Sexual arousal might also end up in regretful actions, such as unprotected sex, infidelity or transgressive sexual behavior. Men and women estimate their own sexual disinhibition as more likely when they are in a state of sexual arousal (Imhoff & Schmidt, 2014) and men transgress boundaries in an imaginary date script more if they are sexually aroused (Spokes et al., 2014). Although findings in laboratory paradigms like these should be generalized to everyday behavior with care, they might help us understand the interaction between sensory stimulation, sexual arousal and strong action tendencies that can be difficult to control.

Regarding the violation of social norms in general, there are remarkable differences between women and men. Men are held responsible for the most part of violent (79%) and sexual offences (91%), especially in severe cases (German Federal Crime Police Office, 2020). Also, pornography addiction rates seem to be higher in men (Rissel et al., 2017). The reasons for these asymmetries may be complex and multi-causal, but one reason might be stronger (or less regulated) action tendencies triggered by emotional states.

In accordance with this assumption, men are often considered as more impulsive than women. While impulsivity in general can be described as a predisposition to fast and unplanned reactions to stimuli without considering potential negative consequences (Moeller et al., 2001), several subcomponents have been identified that can be widely attributed to increased approach motivation, deficient inhibitory control and higher order decision based impulsivity (Cross et al., 2011). Having a closer look at subcomponents of impulsivity, a meta-analysis came to the conclusions that men show higher sensation seeking and risk-taking, as well as lower punishment sensitivity while no differences in reward sensitivity were observed (Cross et al., 2011). A review focusing on impulsive action and impulsive decision making found increased impulsive action in males depending on the behavioral task (go-nogo rather than stop-signal-tasks), and a tendency toward increased impulsive decision making in females (Weafer & de Wit, 2014).

MATERIAL FOR THIS EXERCISE:

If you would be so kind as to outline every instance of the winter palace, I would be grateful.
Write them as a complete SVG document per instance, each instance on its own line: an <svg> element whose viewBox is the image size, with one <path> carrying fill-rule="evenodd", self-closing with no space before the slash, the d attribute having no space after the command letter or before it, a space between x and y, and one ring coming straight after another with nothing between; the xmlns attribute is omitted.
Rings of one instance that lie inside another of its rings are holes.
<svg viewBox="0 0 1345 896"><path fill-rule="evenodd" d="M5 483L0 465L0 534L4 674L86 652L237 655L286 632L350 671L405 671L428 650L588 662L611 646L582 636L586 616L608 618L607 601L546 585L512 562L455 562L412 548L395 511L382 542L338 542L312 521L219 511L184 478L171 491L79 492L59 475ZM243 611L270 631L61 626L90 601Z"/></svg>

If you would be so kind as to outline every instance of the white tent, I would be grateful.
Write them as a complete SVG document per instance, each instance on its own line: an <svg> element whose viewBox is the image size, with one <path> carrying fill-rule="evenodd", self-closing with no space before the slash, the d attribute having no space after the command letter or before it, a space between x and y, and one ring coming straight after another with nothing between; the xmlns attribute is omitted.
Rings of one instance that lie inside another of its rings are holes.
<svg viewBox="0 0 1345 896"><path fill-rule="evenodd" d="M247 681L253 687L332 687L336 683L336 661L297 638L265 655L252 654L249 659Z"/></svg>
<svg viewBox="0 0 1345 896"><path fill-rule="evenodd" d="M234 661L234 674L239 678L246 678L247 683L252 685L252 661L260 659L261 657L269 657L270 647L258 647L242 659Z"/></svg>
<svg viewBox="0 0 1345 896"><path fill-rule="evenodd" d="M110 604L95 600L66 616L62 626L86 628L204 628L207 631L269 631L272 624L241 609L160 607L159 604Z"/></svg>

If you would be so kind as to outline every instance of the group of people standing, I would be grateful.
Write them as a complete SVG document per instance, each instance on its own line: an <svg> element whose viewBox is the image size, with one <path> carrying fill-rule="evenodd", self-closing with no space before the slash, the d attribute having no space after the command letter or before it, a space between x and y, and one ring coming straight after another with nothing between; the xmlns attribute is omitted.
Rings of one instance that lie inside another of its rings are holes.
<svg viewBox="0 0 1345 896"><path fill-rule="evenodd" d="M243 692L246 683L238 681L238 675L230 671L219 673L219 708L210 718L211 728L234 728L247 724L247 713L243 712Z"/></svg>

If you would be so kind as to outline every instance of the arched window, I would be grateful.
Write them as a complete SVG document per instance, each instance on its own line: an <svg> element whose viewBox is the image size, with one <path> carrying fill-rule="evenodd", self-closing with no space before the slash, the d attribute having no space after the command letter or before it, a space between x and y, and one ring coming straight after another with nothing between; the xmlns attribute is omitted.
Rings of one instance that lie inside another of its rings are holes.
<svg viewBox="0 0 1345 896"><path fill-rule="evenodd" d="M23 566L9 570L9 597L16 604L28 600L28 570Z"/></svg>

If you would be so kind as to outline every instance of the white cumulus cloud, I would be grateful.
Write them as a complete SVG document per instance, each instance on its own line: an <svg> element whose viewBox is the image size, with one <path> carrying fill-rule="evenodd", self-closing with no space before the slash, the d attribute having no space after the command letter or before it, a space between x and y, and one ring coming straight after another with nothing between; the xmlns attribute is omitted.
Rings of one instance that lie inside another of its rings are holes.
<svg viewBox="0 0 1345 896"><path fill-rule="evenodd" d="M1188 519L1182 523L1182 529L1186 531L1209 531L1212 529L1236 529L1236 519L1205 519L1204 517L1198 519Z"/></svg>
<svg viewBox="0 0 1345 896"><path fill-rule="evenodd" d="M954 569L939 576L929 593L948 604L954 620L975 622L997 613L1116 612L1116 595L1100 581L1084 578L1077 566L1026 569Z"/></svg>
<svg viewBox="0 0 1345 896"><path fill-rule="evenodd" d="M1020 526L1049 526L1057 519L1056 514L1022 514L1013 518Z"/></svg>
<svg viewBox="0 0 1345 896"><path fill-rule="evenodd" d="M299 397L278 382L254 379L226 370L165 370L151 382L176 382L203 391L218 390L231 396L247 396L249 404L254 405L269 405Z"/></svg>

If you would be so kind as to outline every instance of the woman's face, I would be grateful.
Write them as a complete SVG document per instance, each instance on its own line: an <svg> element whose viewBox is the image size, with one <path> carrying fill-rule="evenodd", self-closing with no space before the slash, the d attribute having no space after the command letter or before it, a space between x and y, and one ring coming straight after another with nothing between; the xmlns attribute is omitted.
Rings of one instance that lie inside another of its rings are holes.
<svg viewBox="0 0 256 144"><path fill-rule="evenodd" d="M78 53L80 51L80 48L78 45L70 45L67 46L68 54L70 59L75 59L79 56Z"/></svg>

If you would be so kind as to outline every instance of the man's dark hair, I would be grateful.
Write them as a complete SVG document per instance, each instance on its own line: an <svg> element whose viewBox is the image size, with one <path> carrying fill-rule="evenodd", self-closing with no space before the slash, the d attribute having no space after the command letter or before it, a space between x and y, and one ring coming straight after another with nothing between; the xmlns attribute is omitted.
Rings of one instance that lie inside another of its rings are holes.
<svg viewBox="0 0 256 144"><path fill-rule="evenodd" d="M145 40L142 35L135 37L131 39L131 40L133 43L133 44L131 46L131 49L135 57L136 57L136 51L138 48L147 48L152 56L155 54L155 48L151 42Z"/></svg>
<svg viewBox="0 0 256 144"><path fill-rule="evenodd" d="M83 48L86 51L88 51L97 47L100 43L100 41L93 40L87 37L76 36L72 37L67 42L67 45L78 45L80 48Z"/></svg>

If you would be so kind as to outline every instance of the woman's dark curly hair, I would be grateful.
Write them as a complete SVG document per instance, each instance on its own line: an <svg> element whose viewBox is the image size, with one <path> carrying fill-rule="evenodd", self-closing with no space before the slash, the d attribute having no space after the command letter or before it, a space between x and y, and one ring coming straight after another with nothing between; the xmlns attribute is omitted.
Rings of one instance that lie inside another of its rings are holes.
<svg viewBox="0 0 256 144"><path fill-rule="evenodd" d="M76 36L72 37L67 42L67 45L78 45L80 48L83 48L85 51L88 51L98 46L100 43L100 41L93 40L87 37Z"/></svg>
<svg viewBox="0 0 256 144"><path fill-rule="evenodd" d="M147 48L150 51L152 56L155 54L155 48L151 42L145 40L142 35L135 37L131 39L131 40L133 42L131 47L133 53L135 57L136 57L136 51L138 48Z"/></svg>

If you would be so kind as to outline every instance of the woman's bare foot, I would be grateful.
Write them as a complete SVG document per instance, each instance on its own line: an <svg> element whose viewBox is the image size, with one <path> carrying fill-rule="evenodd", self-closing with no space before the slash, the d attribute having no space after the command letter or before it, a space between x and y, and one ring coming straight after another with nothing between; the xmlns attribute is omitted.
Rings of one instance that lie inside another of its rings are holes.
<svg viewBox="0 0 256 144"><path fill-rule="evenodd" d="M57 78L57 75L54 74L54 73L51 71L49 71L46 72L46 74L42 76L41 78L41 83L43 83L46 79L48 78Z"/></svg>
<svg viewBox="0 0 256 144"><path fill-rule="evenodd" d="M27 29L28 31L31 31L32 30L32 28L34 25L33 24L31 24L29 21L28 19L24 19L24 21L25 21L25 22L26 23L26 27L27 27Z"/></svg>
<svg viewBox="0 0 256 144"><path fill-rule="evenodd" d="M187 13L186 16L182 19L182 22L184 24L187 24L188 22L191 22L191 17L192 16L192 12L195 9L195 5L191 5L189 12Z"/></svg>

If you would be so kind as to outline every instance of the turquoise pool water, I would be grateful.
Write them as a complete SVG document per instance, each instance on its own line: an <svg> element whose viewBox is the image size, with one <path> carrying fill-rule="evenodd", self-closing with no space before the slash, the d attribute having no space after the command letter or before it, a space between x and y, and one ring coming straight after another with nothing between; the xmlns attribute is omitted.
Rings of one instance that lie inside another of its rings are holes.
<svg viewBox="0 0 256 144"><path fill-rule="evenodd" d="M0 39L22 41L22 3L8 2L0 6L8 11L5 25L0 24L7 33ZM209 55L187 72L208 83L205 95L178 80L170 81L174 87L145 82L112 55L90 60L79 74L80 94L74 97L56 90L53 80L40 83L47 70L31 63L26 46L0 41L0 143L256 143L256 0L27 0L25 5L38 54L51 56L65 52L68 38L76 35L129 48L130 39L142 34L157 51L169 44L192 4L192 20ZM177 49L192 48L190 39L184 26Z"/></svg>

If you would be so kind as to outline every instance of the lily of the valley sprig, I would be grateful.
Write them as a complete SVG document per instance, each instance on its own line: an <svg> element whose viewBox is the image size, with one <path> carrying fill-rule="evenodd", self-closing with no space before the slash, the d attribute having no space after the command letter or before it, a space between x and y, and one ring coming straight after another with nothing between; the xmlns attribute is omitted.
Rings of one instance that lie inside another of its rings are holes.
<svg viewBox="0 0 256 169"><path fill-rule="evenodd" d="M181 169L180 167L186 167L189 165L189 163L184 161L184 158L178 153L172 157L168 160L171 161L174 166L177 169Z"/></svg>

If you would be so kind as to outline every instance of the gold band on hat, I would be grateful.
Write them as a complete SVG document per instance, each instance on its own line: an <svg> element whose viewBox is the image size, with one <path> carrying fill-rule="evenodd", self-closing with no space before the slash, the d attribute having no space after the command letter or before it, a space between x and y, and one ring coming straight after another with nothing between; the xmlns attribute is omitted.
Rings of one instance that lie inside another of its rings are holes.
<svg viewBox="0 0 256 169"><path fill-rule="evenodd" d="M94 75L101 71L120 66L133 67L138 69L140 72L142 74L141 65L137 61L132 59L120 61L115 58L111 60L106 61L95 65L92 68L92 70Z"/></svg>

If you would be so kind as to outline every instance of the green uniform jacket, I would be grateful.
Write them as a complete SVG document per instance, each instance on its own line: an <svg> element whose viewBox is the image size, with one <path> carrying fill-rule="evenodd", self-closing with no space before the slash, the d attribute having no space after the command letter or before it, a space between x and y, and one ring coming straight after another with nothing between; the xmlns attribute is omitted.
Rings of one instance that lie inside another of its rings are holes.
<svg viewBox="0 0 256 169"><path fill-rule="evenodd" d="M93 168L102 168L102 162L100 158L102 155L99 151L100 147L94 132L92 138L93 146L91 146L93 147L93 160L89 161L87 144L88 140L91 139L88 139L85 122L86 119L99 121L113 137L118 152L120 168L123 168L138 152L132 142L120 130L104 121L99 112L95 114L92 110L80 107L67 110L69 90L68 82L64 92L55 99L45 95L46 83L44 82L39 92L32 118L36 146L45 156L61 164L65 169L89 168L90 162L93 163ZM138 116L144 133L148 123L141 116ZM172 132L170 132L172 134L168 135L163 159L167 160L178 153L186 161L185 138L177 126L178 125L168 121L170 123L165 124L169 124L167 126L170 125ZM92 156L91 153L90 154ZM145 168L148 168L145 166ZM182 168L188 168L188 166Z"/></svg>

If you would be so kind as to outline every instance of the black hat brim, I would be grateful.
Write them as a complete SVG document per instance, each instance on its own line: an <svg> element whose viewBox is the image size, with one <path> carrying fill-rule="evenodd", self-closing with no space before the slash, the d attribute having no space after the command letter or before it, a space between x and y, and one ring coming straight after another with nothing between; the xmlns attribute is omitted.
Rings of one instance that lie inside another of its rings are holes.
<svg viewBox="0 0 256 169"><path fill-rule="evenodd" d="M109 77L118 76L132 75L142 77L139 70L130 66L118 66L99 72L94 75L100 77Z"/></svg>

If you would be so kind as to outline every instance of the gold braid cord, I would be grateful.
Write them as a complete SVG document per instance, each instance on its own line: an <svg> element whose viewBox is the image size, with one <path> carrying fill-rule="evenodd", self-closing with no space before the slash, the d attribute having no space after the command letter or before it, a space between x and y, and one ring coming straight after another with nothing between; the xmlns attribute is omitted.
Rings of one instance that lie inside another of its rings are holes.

SET EXERCISE 1:
In the passage on sexual arousal and impulsivity, what possible reason does it offer for the differences between women and men in violating social norms? Answer in one to three sentences.
SET EXERCISE 2:
Render the lines of the records as a Markdown table with columns Row and Line, leaving out blank lines. Start with the line containing "face, I would be grateful." and continue through the line containing "53L80 51L80 48L78".

FINAL RESULT 1:
The passage suggests that one possible reason is that men may have stronger, or less regulated, action tendencies triggered by emotional states. It adds that the reasons for these asymmetries may be complex and multi-causal.

FINAL RESULT 2:
| Row | Line |
|---|---|
| 1 | If you would be so kind as to outline every instance of the woman's face, I would be grateful. |
| 2 | Write them as a complete SVG document per instance, each instance on its own line: an <svg> element whose viewBox is the image size, with one <path> carrying fill-rule="evenodd", self-closing with no space before the slash, the d attribute having no space after the command letter or before it, a space between x and y, and one ring coming straight after another with nothing between; the xmlns attribute is omitted. |
| 3 | Rings of one instance that lie inside another of its rings are holes. |
| 4 | <svg viewBox="0 0 256 144"><path fill-rule="evenodd" d="M78 53L80 51L80 48L78 45L70 45L67 46L68 54L70 59L75 59L79 56Z"/></svg> |